Instructions to follow: Set down each line of the data below exactly.

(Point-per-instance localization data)

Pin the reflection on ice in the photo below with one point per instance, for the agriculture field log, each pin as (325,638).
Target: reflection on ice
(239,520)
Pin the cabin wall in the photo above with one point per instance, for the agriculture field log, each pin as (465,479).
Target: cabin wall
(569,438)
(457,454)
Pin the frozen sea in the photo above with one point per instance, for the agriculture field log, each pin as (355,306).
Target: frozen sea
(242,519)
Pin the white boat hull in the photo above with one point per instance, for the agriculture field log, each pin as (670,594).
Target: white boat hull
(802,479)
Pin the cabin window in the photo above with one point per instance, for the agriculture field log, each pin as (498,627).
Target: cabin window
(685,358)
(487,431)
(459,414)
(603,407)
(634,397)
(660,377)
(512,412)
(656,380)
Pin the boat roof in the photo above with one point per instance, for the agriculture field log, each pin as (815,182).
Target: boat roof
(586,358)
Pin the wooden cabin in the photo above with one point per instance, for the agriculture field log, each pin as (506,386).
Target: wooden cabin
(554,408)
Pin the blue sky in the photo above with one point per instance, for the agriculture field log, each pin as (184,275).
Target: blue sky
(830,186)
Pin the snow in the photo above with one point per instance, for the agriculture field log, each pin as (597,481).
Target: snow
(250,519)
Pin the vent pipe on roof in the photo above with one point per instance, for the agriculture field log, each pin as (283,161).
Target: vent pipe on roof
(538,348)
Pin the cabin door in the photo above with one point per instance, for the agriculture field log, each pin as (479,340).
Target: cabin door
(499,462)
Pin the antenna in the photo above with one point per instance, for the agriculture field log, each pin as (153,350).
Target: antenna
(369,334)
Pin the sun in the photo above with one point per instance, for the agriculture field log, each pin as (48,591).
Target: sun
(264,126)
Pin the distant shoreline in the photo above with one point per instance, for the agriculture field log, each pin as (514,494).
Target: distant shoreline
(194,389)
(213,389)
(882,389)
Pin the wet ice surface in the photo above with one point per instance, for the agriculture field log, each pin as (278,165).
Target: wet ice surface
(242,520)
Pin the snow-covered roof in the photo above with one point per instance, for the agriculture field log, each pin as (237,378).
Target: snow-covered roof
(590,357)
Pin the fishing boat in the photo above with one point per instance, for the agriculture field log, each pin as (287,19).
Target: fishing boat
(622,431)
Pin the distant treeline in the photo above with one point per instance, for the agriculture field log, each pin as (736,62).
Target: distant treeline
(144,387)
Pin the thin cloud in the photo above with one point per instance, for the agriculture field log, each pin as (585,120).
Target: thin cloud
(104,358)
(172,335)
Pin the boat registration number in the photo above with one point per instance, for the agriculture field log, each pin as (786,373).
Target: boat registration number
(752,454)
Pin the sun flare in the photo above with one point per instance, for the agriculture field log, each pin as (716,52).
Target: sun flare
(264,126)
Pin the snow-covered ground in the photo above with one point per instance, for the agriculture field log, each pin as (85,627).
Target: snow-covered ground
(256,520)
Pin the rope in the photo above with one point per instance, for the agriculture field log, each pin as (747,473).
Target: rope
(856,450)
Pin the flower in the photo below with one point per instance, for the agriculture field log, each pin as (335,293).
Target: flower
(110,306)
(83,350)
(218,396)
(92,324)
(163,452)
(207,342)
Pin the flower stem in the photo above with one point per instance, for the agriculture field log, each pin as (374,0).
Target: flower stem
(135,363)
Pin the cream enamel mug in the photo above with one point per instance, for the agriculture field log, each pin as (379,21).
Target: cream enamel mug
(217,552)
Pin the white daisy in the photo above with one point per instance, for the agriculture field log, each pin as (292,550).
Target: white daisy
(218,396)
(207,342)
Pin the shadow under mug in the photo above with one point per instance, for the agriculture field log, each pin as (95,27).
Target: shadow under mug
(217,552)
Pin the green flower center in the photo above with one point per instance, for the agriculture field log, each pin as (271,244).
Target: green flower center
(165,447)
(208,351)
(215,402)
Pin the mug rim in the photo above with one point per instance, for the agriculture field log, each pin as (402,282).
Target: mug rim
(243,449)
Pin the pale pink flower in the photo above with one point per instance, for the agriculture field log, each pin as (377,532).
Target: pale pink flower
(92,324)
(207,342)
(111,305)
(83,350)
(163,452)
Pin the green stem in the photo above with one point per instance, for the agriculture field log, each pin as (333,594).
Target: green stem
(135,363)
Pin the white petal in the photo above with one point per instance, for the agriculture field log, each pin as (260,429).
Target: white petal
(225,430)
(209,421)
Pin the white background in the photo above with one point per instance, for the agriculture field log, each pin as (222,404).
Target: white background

Reply:
Pin the reflection on ice in the photo below with one point per instance, for the agriculture field log, each pin as (325,638).
Target: reflection on ice
(239,520)
Pin the cabin wall in the photo above with one point per instance, for the agriculture field log, each pin as (465,479).
Target: cabin wall
(569,438)
(457,454)
Pin the frozen sea in the photo above with one point per instance, for the agriculture field log, each pin as (355,306).
Target: frozen sea
(242,519)
Pin the white boat hull in the photo above with one point per instance, for the agriculture field log, each pin as (670,594).
Target: white boat hull
(802,479)
Pin the cabin window in the photo above with one point per instance, for the agriculture field log, each pin as (498,627).
Target: cabin window
(685,358)
(487,431)
(459,414)
(603,407)
(634,397)
(660,377)
(512,412)
(656,380)
Pin the boat roof in the photo above with one point per instance, for the agriculture field log, each pin as (815,182).
Target: boat roof
(586,358)
Pin the wooden cabin in the photo above with one point per instance, for the agriculture field log, each pin as (506,386).
Target: wooden cabin
(554,408)
Pin the blue sky in the photo above with one point per instance, for the agriculture field log, each pin as (184,275).
Target: blue sky
(830,186)
Pin the snow in the photo above with one point per instance, for the agriculture field log, each pin as (597,481).
Target: snow
(250,519)
Pin the vent pipe on roof in the photo above with one point per instance, for the agriculture field log, each pin as (283,161).
Target: vent pipe on roof
(538,348)
Pin the cabin door in the photo above with one point per instance, for the agriculture field log, each pin as (479,340).
Target: cabin door
(499,462)
Pin the antenna in the photo above with one point per instance, for the agriculture field log, each pin as (153,350).
Target: antenna
(369,334)
Pin the sun in the photo above with one point per instance, for the agriculture field log, each pin as (48,591).
Target: sun
(264,126)
Pin the distant shoreline in the photo above with one point per instance, for the agriculture field log, each pin as (514,494).
Target: distant shoreline
(194,389)
(213,389)
(882,389)
Pin the wet ice surface in the photo above with one point per instance, for the agriculture field log, each pin as (278,165).
Target: wet ice surface
(242,520)
Pin the snow-covered roof in the photo above with one point per instance, for the agriculture field log, each pin as (237,378).
Target: snow-covered roof
(590,357)
Pin the fishing boat in the photo above with one point per instance, for the agriculture field log, each pin as (287,19).
Target: fishing boat
(622,431)
Pin the distant treeline in the photo above with one point per instance, for the agriculture field log, each pin as (736,62).
Target: distant treeline
(144,387)
Pin the thin cloud in the photo above with one point per instance, for the agriculture field log, each pin as (585,120).
Target: thin cloud
(104,358)
(172,335)
Pin the boat registration number in the photo above with one point per instance, for the agriculture field log, each pin as (786,373).
Target: boat registration number
(752,454)
Pin the sun flare in the photo above with one point per instance, for the agriculture field log, each pin as (716,52).
Target: sun flare
(264,126)
Pin the snow-covered ground in the photo above with one point per instance, for the agriculture field log, each pin as (85,627).
Target: snow-covered ground
(256,520)
Pin the rope in the photo above with one point per instance, for the agriculture field log, each pin as (747,473).
Target: rope
(856,450)
Pin the flower in the photo below with one point per instance, for the agriculture field log, each pin as (335,293).
Target: flower
(110,306)
(83,350)
(218,396)
(92,324)
(163,452)
(207,342)
Pin the flower stem in the photo above with one point per instance, for the agriculture field log, each pin as (374,0).
Target: flower stem
(135,363)
Pin the cream enamel mug in the photo above with one point per instance, for the agriculture field log, each pin as (379,21).
Target: cream enamel mug
(217,552)
Pin the white daisy in the photo above with one point per instance, for the agriculture field log, each pin as (292,550).
Target: white daisy
(218,396)
(207,342)
Pin the shadow under mug in the photo above with one point per instance, for the agriculture field log, each pin as (95,27).
Target: shadow under mug
(217,552)
Pin the green flower center in the photo above with one point per instance, for the agriculture field log, each pin as (271,244).
Target: green flower center
(165,447)
(208,351)
(215,402)
Pin the mug rim in the photo above with one point per instance, for the agriculture field log, each pin as (402,282).
Target: mug rim
(243,449)
Pin the pale pink flower in the photo above with one point per instance, for the agriculture field log, each pin as (377,532).
Target: pale pink flower
(92,324)
(207,342)
(111,305)
(83,350)
(163,452)
Pin the green stem in the photo above with one point per instance, for the agriculture field log, each pin as (333,594).
Target: green stem
(135,363)
Pin the white petal in the photo above with one point per instance, for the agriculture field log, each pin as (260,429).
Target: white petal
(225,430)
(209,421)
Pin the white background in the photo above with one point per instance, for the agriculture field log, each pin as (222,404).
Target: white background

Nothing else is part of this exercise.